Consignes de travail:
1. D’après le texte sur l’assouplissement quantitatif dans les pays émergents, combien de pays émergents ont vu leur banque centrale lancer pour la première fois des programmes d’achat d’actifs ?
2. Pour chaque affirmation, indiquez si elle concorde avec le texte sur l’assouplissement quantitatif dans les pays émergents, en répondant par oui ou par non et en citant les mots du texte qui tranchent.
(a) Environ la moitié des banques centrales a réduit le ratio de réserves obligatoires des banques.
(b) La Hongrie fait partie des pays dont les taux directeurs sont nettement supérieurs à zéro.
(c) Les programmes d’achat d’actifs se sont en général révélés inefficaces.
3. Poursuivez le texte sur l’assouplissement quantitatif dans les pays émergents à partir de l’endroit où il s’arrête.

:: Texte présenté

Pratiquement toutes les banques centrales ont baissé leurs taux, la plupart d’entre elles est intervenue sur les marchés des changes et environ la moitié d’entre elles a réduit le ratio de réserves obligatoires des banques, ce qui a permis un apport de liquidités dans le système financier et a assoupli les conditions de crédit. En outre, les banques centrales de quelque 20 pays émergents ont pour la première fois lancé des programmes d’assouplissement quantitatif, officiellement appelés programmes d’achat d’actifs : elles ont acheté de la dette publique et privée afin d’apaiser les tensions et de préserver le fonctionnement des marchés. D’après notre récente analyse dans le Rapport sur la stabilité financière dans le monde, ces programmes d’achat d’actifs se sont en général révélés efficaces, notamment en contribuant à stabiliser les marchés financiers locaux.

L’assouplissement quantitatif : une première pour les pays émergents

Les raisons pour lesquelles les banques centrales ont opté pour l’assouplissement quantitatif varient d’un pays émergent à l’autre. Comme le montre le graphique ci-dessous, les motivations de ces achats d’actifs peuvent être classées dans trois catégories principales. Premièrement, les banques centrales dont les taux directeurs sont nettement supérieurs à zéro ont eu tendance à procéder à des achats d’actifs pour améliorer le fonctionnement des marchés obligataires (Afrique du Sud, Inde, Philippines). Deuxièmement, celles dont les taux directeurs sont plus proches du « plancher à zéro » (Chili, Hongrie, Pologne) ont en partie adopté une stratégie comparable à celle des banques centrales des pays avancés : l’assouplissement quantitatif a servi à détendre les conditions financières et à renforcer la relance monétaire, mais aussi à atteindre des objectifs de fonctionnement des marchés et de liquidité. Troisièmement, certaines banques centrales ont clairement indiqué que l’un de leurs buts était d’apaiser temporairement les tensions sur les financements publics dans le contexte de la pandémie (Ghana, Guatemala, Indonésie et Philippines).

::::
:: Données fournies

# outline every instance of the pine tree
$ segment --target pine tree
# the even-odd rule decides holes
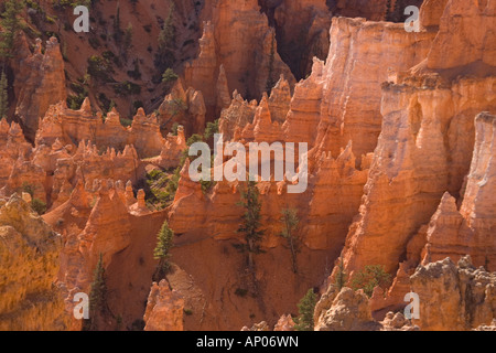
[[[175,28],[174,28],[174,4],[169,10],[169,15],[163,23],[159,34],[159,51],[155,55],[155,66],[160,69],[172,67],[175,61]]]
[[[385,15],[385,20],[386,21],[392,21],[392,7],[391,7],[391,0],[387,0],[386,2],[386,15]]]
[[[97,266],[95,268],[91,289],[89,292],[89,315],[90,315],[90,330],[98,329],[98,318],[100,318],[107,310],[107,284],[105,278],[105,266],[103,255],[98,258]]]
[[[2,13],[0,24],[3,29],[0,34],[0,58],[12,57],[15,33],[22,29],[20,19],[21,11],[24,9],[24,1],[8,0],[6,11]]]
[[[120,6],[117,2],[116,17],[114,18],[114,40],[116,43],[120,42],[122,30],[120,29]]]
[[[309,289],[306,295],[298,303],[299,315],[294,320],[296,323],[294,325],[294,330],[313,331],[314,329],[313,312],[315,310],[315,304],[316,304],[316,295],[313,292],[313,289]]]
[[[169,271],[171,264],[170,250],[173,246],[174,232],[169,227],[168,221],[162,224],[159,234],[157,235],[157,247],[153,250],[153,258],[159,260],[155,277],[157,280],[162,279]]]
[[[298,272],[296,254],[300,252],[301,238],[296,234],[298,220],[296,211],[292,208],[282,210],[282,222],[284,224],[281,236],[288,242],[288,247],[291,250],[291,263],[293,272]]]
[[[344,270],[343,257],[339,259],[339,265],[337,266],[335,285],[337,290],[341,290],[346,284],[346,272]]]
[[[0,75],[0,119],[7,117],[9,111],[9,96],[7,93],[7,75],[1,72]]]
[[[260,243],[263,238],[263,231],[260,231],[260,210],[259,192],[255,181],[247,182],[247,189],[241,192],[241,201],[239,205],[245,207],[242,223],[238,228],[238,233],[245,234],[246,245],[241,250],[248,253],[248,269],[255,268],[254,254],[260,254]]]

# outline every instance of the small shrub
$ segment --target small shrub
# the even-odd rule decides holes
[[[248,295],[248,289],[236,288],[235,295],[241,298],[245,298]]]
[[[41,201],[40,199],[33,199],[31,201],[31,207],[39,214],[42,215],[46,212],[46,203]]]
[[[174,73],[174,71],[171,67],[165,69],[162,74],[162,82],[166,84],[175,82],[177,81],[177,78],[179,78],[177,74]]]
[[[316,299],[317,298],[313,292],[313,289],[309,289],[306,295],[300,300],[300,302],[298,303],[299,315],[294,320],[294,322],[296,323],[294,330],[313,331],[313,311],[315,310]]]
[[[193,314],[193,310],[184,309],[184,313],[186,314],[186,317],[191,317]]]
[[[374,288],[377,286],[386,288],[389,285],[391,275],[386,272],[382,265],[367,265],[363,271],[358,271],[353,276],[352,288],[354,290],[363,289],[370,298],[374,293]]]

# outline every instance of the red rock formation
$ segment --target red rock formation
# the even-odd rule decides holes
[[[492,159],[496,153],[495,121],[496,118],[487,114],[481,114],[475,119],[475,148],[460,212],[456,200],[445,193],[427,231],[423,264],[441,260],[446,256],[457,260],[468,254],[476,265],[488,270],[496,269],[496,245],[492,240],[496,227],[493,200],[496,185],[492,176]]]
[[[22,121],[26,137],[34,140],[39,118],[45,115],[51,105],[65,101],[67,96],[58,41],[51,38],[42,54],[41,40],[37,40],[34,52],[20,58],[19,67],[14,82],[18,97],[15,115]]]
[[[421,266],[410,277],[419,295],[420,319],[425,331],[459,331],[490,324],[495,313],[495,274],[475,269],[470,256],[457,266],[450,258]]]
[[[446,11],[465,9],[466,4],[453,0]],[[476,8],[467,12],[471,18],[478,13],[481,21],[485,17],[490,19],[490,11]],[[440,29],[449,25],[443,22],[449,22],[444,15]],[[435,62],[440,52],[445,53],[440,43],[450,41],[443,38],[456,35],[440,30],[428,63]],[[475,31],[470,40],[475,44],[479,36]],[[472,65],[464,67],[471,72]],[[382,131],[365,186],[360,216],[352,225],[344,249],[349,270],[382,264],[388,271],[396,271],[408,240],[429,222],[443,193],[460,194],[474,146],[471,117],[496,108],[490,88],[496,77],[449,81],[445,73],[441,72],[443,78],[439,74],[417,72],[413,76],[402,76],[401,85],[384,86]]]
[[[245,97],[261,97],[270,75],[277,79],[284,74],[290,85],[294,85],[293,75],[278,54],[274,31],[256,0],[216,0],[208,20],[204,23],[198,58],[186,65],[184,76],[186,85],[202,90],[209,114],[216,110],[218,99],[225,98],[224,92],[218,94],[215,86],[222,74],[220,65],[228,88]]]
[[[186,136],[202,132],[205,128],[206,108],[203,94],[191,87],[184,90],[181,79],[177,79],[158,111],[157,118],[162,130],[170,129],[174,122],[185,128]]]
[[[61,236],[18,194],[0,207],[0,330],[66,330],[71,317],[54,286]]]
[[[56,139],[74,147],[82,141],[91,141],[100,151],[108,147],[123,150],[127,145],[133,145],[140,158],[159,156],[164,145],[153,115],[147,117],[140,108],[131,127],[125,128],[117,110],[110,111],[105,121],[100,116],[94,116],[89,99],[85,99],[79,110],[68,109],[64,103],[48,109],[40,121],[36,146],[51,146]]]
[[[279,53],[296,77],[312,69],[313,57],[328,53],[332,14],[325,0],[284,0],[274,9]]]

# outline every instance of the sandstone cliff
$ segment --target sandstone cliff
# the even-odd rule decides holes
[[[0,330],[65,330],[69,313],[55,287],[61,235],[18,194],[0,208]]]

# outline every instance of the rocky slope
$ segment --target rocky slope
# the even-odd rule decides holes
[[[69,9],[42,1],[25,10],[44,41],[19,35],[7,63],[1,328],[14,328],[14,318],[23,330],[80,329],[73,297],[89,292],[100,255],[109,293],[103,330],[292,330],[290,314],[309,288],[321,295],[316,330],[489,325],[494,275],[474,266],[494,271],[496,264],[495,3],[425,0],[418,33],[395,23],[402,1],[387,3],[106,1],[91,9],[94,32],[53,31],[58,40],[45,32],[65,20],[42,25],[39,18]],[[118,13],[122,30],[133,28],[127,51],[112,26]],[[169,13],[176,28],[169,66],[180,77],[161,83],[155,39]],[[84,78],[91,55],[112,62],[107,81]],[[137,66],[140,78],[131,77]],[[80,89],[87,98],[74,106]],[[104,104],[110,98],[117,107]],[[244,242],[236,229],[245,183],[193,182],[183,158],[188,138],[215,119],[225,143],[308,143],[303,193],[288,192],[296,182],[289,175],[257,184],[265,252],[251,272],[235,248]],[[14,195],[22,192],[28,203]],[[44,221],[30,205],[46,206]],[[298,211],[296,271],[280,236],[285,208]],[[164,221],[175,234],[173,266],[153,281]],[[25,252],[34,255],[24,260]],[[9,285],[30,264],[44,264],[32,285]],[[389,288],[367,298],[330,285],[344,270],[353,287],[367,265],[392,275]],[[421,318],[388,313],[411,290]],[[39,312],[45,319],[33,319]]]

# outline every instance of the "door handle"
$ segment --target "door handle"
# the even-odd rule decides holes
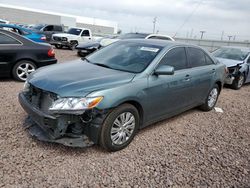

::::

Tâches corrigées:
1. Quelque 20 pays émergents.

2.
(a) Oui : « environ la moitié d’entre elles a réduit le ratio de réserves obligatoires des banques »
(b) Non : « celles dont les taux directeurs sont plus proches du « plancher à zéro » (Chili, Hongrie, Pologne) »
(c) Non : « ces programmes d’achat d’actifs se sont en général révélés efficaces »

3.
Les achats d’actifs ont-ils porté leurs fruits ?

Après pratiquement six mois d’assouplissement quantitatif dans les faits, il ressort de notre analyse que ces achats ont eu une incidence généralement positive sur les marchés financiers locaux. Fait important, cela s’est vérifié même en tenant compte des baisses des taux directeurs, du volume élevé d’achats d’actifs supplémentaires effectués par la Réserve fédérale et du regain sensible d’appétence pour le risque à l’échelle mondiale. Les achats d’actifs par les banques centrales des pays émergents ont en particulier permis de réduire les rendements des obligations publiques sans que les monnaies locales ne se déprécient en parallèle. Ils ont aussi progressivement contribué à apaiser les tensions sur les marchés locaux.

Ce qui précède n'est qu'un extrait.